• **Entries provided**
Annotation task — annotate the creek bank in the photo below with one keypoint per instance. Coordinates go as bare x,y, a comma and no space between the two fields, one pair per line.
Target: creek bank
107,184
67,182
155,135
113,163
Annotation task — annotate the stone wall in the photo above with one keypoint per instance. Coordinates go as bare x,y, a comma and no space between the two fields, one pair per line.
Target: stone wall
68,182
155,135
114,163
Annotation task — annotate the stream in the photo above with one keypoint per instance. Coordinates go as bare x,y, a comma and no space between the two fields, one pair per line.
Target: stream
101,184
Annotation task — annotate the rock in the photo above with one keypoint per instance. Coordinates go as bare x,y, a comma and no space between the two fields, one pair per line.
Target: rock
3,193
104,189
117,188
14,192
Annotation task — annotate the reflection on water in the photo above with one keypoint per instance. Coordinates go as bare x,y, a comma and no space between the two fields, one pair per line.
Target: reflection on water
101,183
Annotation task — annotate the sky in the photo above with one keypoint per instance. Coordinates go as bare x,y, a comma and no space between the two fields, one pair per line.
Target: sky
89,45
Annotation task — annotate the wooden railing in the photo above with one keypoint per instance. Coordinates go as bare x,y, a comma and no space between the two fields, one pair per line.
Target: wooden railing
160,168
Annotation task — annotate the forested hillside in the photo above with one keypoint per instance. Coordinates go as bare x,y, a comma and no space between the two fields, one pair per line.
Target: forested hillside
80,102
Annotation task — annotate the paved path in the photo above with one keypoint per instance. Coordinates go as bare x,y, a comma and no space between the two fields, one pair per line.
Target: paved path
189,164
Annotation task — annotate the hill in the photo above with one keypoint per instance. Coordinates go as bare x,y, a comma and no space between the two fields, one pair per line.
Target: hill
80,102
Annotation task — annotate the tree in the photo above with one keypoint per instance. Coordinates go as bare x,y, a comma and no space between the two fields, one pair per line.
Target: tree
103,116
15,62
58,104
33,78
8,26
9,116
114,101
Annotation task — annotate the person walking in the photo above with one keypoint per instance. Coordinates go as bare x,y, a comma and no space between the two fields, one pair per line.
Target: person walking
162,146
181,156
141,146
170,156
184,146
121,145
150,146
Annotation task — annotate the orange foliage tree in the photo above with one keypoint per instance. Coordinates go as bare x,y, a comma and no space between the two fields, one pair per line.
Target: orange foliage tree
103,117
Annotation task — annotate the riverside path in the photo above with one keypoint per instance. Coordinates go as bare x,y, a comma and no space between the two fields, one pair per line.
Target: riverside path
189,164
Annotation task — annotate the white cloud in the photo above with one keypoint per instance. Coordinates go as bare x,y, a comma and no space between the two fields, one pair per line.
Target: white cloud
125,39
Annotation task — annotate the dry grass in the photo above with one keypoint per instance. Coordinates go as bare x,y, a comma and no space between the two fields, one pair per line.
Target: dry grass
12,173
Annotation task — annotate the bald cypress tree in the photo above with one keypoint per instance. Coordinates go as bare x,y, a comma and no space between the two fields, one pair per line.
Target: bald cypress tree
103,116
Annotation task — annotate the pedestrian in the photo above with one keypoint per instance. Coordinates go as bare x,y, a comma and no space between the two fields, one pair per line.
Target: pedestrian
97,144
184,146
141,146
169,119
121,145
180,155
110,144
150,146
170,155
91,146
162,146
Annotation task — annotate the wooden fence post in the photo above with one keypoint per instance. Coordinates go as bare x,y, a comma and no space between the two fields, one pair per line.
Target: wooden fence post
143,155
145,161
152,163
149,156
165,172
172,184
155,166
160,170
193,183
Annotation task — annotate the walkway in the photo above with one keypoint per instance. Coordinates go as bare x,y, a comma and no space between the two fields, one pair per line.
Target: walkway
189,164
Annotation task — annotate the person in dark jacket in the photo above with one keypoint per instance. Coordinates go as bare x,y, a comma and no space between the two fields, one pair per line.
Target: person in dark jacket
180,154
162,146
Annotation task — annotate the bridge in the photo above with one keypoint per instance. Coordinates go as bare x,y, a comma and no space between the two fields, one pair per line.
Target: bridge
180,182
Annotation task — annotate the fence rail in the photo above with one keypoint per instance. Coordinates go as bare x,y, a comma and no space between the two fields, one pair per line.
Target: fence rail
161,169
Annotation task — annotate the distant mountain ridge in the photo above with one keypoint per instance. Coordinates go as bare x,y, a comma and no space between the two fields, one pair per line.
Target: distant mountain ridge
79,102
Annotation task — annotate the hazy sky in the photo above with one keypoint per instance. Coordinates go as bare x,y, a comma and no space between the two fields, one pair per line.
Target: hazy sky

• **Required action**
Across the material above, how many lines contain the string "hazy"? The reply should be that number alone.

• **Your response**
2